> **EXCERPTED PASSAGE**:
━━━━
It would be helpful to have some more insights from Cabal experts into the feasibility of those solutions – in particular, how much breakage it would cause to change Cabal's package DB codec for the package-name field to include the library name, as in package-name: mypackage:somelib. Maybe @andreabedini or @phadej can help here?

(EDIT 3 Dec 2024: my current understanding for what ghc (at least, GHC 9.4.7) actually does is now different - see #25035 (closed); if the name of an installed package follows Cabal's convention for munging the names of sub-libraries, ghc appears to be behaving as if the name of an installed package was actually the name of the Cabal package. The package-name field seems to have no role in this.)

If the GHC bug were fixed, such that GHC ~~ignored the content of the package-name field (which refers to a Cabal package, not an installed package)~~ (EDIT 3 Dec 2024) respected the given content of the name field, and -package <pkg> (expose an installed package) was once again consistent with the output of ghc-pkg list <pkg> (list installed package(s)), would GHC care what Cabal put in that field? Or am I missing something?

I assume that would make it consistent with ghc-pkg, though I have not investigated how package-name is used otherwise in GHC. In any case, sublibraries would then be referred to as z-mypackage-z-somelib, so there's still some UX improvements to be made, and since it's also Cabal who writes the name field, the required change would be very similar.

Definitely worth finding out what the extent of package-name's influence in GHC is though.

changed the description

It would be helpful to have some more insights from Cabal experts into the feasibility of those solutions

TL;DR, they are not feasible.

You could tie Cabal and GHC more closely together, but IMO that would mean, that at the very least, the Cabal (the library) part should live in GHC source tree then (c.f. haddock).

How do you consider the proposed approaches as "tying together" in a negative sense? It appears to me that the package DB config is a shared protocol – coordinating the field interpretation seems inherently necessary

I do think that having InstalledPackageInfo defined in Cabal-syntax; and ghc-pkg depending on Cabal-syntax basically only to use InstalledPackageInfo type is a suboptimal design.

The shared code between Cabal and GHC is not full Cabal-syntax. AFAICT, it's only parsing framework and InstalledPackageInfo grammar.

GHC "kind of "owns" the InstalledPackageInfo structure (as it's used for package databases). If external tools need some support, e.g. extra fields, because they want to build multi-libraries support, they should ask(ed) GHC devs to add it (and discuss other implementation concerns).

That dialogue hadn't been done (probably because code lives in other repository, so the ownership is not clear), so we are where we are.

AFAICT, the "bugs" happen from different interpretations of InstalledPackageInfo, which I would address as a consequence of uncclear ownership (no one have any idea what the fields actually mean). At the moment, both Cabal and GHC seems to treat that type as an own one, and neither is the source of truth on how to interpret package registration information.

EDIT: I'm not a GHC nor Cabal developer, so I have no say in what will happen next. I only tell what I know or think happened.

Oh, I assumed you were a Cabal dev for some reason, apologies.

That dialogue hadn't been done (probably because code lives in other repository, so the ownership is not clear), so we are where we are.
━━━━
> **EXCERPTED RECORDS**:

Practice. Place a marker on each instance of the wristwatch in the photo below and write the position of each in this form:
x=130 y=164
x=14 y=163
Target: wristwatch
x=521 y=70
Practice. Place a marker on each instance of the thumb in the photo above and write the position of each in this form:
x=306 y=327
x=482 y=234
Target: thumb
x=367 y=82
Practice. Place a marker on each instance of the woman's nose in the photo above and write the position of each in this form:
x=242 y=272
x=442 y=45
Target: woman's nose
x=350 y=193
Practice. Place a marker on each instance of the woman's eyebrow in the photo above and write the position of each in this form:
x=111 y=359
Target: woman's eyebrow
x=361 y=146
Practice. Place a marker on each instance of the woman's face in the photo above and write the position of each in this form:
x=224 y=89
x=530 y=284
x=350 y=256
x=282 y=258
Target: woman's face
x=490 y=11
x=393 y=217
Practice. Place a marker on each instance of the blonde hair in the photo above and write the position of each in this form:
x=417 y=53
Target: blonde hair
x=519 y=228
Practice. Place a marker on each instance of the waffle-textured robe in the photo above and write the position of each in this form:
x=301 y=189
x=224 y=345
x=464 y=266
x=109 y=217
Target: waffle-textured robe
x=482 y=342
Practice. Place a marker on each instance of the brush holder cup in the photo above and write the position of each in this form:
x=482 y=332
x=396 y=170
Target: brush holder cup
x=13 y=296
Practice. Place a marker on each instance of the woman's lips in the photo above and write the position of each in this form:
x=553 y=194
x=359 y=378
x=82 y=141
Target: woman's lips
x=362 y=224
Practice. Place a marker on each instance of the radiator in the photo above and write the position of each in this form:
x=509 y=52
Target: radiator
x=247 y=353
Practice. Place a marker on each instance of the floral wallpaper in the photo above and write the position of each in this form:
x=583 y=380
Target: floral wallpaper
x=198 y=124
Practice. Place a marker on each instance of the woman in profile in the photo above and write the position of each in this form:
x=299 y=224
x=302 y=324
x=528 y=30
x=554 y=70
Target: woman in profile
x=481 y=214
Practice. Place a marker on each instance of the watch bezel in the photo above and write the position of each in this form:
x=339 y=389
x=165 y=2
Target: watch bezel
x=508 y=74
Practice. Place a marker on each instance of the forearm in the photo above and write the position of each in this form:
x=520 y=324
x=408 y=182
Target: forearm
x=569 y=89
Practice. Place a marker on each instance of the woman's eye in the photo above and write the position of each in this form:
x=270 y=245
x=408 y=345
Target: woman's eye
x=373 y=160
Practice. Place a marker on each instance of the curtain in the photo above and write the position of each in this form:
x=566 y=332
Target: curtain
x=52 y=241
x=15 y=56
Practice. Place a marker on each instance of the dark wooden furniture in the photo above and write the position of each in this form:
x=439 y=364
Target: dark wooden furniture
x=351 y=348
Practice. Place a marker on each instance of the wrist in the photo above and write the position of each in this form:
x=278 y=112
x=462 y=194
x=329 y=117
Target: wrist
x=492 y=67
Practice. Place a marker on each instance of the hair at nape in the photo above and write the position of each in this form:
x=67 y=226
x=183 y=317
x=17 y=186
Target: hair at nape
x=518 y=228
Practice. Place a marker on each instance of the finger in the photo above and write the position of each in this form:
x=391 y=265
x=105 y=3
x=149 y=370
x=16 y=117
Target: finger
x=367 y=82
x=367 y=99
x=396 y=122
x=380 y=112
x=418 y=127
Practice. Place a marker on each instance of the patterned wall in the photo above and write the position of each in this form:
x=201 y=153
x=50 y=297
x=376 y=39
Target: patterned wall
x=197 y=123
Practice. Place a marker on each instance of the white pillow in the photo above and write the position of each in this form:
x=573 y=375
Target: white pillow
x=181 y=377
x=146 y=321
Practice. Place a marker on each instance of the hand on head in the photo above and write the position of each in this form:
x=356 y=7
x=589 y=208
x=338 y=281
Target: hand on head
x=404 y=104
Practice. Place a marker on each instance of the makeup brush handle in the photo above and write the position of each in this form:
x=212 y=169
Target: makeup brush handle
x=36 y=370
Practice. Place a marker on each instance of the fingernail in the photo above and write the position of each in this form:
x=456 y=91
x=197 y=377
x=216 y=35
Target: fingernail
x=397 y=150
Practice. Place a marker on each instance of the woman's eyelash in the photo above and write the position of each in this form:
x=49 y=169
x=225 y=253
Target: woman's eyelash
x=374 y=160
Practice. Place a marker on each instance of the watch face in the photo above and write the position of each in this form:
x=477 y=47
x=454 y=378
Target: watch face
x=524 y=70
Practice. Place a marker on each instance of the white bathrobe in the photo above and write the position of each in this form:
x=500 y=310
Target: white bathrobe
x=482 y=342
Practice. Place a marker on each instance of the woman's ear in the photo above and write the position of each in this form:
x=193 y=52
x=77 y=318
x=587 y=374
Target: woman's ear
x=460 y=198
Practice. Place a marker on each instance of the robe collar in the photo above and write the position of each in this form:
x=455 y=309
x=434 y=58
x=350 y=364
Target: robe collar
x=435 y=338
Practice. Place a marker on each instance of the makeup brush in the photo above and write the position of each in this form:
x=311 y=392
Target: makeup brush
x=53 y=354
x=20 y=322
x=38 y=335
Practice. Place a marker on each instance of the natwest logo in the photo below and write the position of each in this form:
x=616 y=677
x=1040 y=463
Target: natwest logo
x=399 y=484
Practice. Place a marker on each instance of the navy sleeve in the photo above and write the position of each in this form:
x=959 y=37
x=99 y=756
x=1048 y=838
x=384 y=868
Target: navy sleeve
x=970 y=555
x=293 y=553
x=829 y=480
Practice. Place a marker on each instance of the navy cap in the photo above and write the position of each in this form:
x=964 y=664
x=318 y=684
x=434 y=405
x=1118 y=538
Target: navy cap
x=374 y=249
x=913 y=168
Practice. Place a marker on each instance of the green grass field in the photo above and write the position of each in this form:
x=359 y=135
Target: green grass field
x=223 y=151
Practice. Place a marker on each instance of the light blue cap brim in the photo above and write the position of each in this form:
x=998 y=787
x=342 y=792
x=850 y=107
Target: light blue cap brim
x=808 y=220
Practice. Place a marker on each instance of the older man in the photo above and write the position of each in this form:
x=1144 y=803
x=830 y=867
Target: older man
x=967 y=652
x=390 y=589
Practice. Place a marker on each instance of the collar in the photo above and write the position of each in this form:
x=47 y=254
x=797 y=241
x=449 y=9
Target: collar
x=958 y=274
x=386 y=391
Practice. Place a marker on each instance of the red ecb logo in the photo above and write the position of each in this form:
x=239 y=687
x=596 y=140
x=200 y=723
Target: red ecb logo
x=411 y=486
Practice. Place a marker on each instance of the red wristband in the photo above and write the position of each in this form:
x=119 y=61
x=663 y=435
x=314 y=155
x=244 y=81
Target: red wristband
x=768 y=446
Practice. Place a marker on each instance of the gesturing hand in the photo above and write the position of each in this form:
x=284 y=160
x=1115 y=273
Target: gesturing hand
━━━━
> **REQUIRED WORK**:
A. In the forum thread on GHC and Cabal package databases, why does one poster expect the required change to be very similar? Answer in one to three sentences.
B. Reproduce the forum thread from "I assume that" to "are not feasible.", replacing "UX" with "user experience".
C. Summarize the forum thread in two sentences.

> **ANSWERS TO THE TASKS**:
A. The poster expects a similar change because it is also Cabal that writes the name field.

B.
I assume that would make it consistent with ghc-pkg, though I have not investigated how package-name is used otherwise in GHC. In any case, sublibraries would then be referred to as z-mypackage-z-somelib, so there's still some user experience improvements to be made, and since it's also Cabal who writes the name field, the required change would be very similar.

Definitely worth finding out what the extent of package-name's influence in GHC is though.

changed the description

It would be helpful to have some more insights from Cabal experts into the feasibility of those solutions

TL;DR, they are not feasible.

C. Participants weigh whether Cabal could change the package-name field or GHC could respect the name field, and one contributor states that these solutions are not feasible, adding that tying Cabal and GHC more closely would mean the Cabal library part should live in the GHC source tree. That contributor traces the bugs to differing interpretations of InstalledPackageInfo caused by unclear ownership, arguing that GHC owns the structure and that external tools needing extra fields should ask GHC developers.